■ **Text for analysis**
A visitor watches an AI sign on an animated screen at the Mobile World Congress (MWC), the telecom industry’s biggest annual gathering, in Barcelona. (Josep Lago/AFP via Getty Images)
A concurrent shift occurred with the communication revolution, effectively compressing time and distance by the speed of light. This not only made the world smaller and events more impactful as they’re witnessed in real time, but it also shortened reaction times.
The AI revolution, however, is a quantum leap in technological advancement. AI is the actual dematerialization of machines and the separation of thought from humanity, neither of which has ever happened before. For the first time ever, mankind is threatened not just with destruction from a man-made device, but by our own creations replacing us altogether.
China’s Big Data and Surveillance
That’s no exaggeration. Philosopher Yuval Harari has warned of AI rendering humans as obsolete and “useless.” Harari isn’t the only one to see the red flags. Elon Musk has said that AI is “summoning the demon,” implying that once released, it will be beyond our control.

■ **Records from a collection**
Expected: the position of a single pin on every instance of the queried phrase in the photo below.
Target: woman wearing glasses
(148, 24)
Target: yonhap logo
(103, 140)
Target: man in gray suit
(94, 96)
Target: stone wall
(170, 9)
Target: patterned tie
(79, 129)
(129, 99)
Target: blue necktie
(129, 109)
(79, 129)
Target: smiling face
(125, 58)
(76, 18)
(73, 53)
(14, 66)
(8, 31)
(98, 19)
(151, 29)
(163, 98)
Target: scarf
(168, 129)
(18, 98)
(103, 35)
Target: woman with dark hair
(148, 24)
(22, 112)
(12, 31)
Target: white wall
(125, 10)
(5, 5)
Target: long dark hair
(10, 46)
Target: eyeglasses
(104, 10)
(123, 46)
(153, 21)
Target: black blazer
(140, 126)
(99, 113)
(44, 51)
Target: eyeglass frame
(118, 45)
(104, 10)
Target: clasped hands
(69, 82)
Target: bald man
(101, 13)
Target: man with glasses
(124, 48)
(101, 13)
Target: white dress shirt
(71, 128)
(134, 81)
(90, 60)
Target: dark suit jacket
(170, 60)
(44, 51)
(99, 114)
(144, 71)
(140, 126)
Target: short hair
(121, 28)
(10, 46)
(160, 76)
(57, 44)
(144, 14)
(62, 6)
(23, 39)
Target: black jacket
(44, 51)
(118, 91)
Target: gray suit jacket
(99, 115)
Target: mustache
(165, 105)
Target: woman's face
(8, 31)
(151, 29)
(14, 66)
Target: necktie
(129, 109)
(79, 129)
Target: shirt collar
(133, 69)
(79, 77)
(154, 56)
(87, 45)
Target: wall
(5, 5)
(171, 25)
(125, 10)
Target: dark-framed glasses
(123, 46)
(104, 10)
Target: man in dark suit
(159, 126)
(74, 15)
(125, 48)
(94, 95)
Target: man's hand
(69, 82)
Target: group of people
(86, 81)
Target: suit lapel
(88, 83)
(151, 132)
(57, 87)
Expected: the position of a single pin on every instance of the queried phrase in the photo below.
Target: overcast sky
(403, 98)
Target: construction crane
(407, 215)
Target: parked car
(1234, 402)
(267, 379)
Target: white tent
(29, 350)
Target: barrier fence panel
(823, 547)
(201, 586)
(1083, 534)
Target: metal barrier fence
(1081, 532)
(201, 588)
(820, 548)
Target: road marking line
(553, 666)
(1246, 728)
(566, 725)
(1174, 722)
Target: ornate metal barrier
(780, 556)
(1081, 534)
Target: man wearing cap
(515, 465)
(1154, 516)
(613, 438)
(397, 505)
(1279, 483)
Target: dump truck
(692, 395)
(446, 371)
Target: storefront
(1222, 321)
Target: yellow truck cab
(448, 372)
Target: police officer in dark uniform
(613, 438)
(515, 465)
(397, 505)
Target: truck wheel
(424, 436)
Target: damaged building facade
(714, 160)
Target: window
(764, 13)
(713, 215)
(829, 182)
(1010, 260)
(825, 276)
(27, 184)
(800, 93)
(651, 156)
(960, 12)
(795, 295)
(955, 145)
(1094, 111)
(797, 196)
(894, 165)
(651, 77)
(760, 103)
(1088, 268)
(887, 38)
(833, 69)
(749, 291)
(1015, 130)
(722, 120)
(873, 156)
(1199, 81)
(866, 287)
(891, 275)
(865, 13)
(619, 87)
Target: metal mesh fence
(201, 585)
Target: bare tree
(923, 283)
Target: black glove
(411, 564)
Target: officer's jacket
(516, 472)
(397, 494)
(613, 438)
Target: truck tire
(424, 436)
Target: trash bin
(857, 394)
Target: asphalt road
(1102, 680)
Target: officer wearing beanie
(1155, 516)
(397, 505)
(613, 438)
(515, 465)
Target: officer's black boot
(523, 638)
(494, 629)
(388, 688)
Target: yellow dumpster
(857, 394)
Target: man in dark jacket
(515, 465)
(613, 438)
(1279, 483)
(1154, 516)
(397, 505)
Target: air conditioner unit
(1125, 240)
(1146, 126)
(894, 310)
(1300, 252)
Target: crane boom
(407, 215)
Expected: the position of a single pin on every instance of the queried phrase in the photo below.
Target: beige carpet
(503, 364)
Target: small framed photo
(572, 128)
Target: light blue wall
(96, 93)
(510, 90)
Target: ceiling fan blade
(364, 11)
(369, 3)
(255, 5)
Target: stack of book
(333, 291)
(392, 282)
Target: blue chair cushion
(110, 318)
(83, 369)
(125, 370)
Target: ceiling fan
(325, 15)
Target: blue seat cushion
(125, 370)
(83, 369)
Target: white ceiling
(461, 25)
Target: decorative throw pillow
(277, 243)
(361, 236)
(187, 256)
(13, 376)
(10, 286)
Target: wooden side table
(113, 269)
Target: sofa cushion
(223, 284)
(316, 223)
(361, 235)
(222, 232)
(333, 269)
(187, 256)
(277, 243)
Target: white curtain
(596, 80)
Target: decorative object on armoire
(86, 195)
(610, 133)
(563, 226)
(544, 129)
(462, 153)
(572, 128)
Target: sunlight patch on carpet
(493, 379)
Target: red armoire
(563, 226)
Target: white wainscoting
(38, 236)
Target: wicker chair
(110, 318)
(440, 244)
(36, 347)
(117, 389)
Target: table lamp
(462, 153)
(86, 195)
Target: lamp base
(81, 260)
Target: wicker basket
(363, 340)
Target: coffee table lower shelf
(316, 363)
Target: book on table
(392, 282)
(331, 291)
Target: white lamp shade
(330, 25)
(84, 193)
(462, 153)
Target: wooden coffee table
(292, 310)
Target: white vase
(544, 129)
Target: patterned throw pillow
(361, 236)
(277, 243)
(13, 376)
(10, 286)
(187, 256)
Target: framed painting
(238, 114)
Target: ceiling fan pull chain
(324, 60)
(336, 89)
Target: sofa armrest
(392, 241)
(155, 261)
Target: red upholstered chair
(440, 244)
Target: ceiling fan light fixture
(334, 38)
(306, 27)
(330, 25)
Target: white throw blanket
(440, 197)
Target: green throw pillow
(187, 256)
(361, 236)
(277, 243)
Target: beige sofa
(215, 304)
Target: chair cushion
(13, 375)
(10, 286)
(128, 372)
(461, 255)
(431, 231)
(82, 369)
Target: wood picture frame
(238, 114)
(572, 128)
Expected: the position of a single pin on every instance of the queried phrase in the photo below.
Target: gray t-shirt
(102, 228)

■ **Task requirements**
A. Sum up the text about the AI revolution in two sentences.
B. Please carry on the text about the AI revolution from the point where it stops.
The records are separate material, apart from the text about the AI revolution.

■ **Answers for the tasks**
A. The communication revolution compressed time and distance, making the world smaller and events more impactful while shortening reaction times, but the AI revolution is a quantum leap that dematerializes machines, separates thought from humanity, and threatens to replace people altogether. Philosopher Yuval Harari has warned that AI could render humans obsolete and "useless," and Elon Musk has said AI is "summoning the demon."

B.
That remains to be seen. But both statements are a nod to the power that AI may well yield to those who first acquire the requisite level of skill and technology. Accordingly, Russian President Vladimir Putin observed that whoever masters AI will be master of the world.
He’s probably right, and the Chinese Communist Party has every intention of doing both.
A Chinese man plays online games at an internet cafe in Wuhan, China, in this file photo. The Chinese regime’s cyber strategy is not fun and games, however, it is real cyber war against the United States. (Cancan Chu/Getty Images)
Despite ChatGPT’s impressive debut, China is ahead of the United States where it really counts: in research. According to their most recent five year plan, Chinese planners have set rigorous goals for 2030 that include investing up to $1.4 trillion in new AI infrastructure such as data centers, 5G, the industrial internet, and other enabling technologies.
Their objective is to attain an unassailable position in AI-driven technologies, and in some key respects, such as access to big data, they’re well-positioned to reach their goal. With 1.4 billion people and one of the world’s most surveilled populations, Chinese researchers have access to the largest databases in the world with few if any privacy restrictions.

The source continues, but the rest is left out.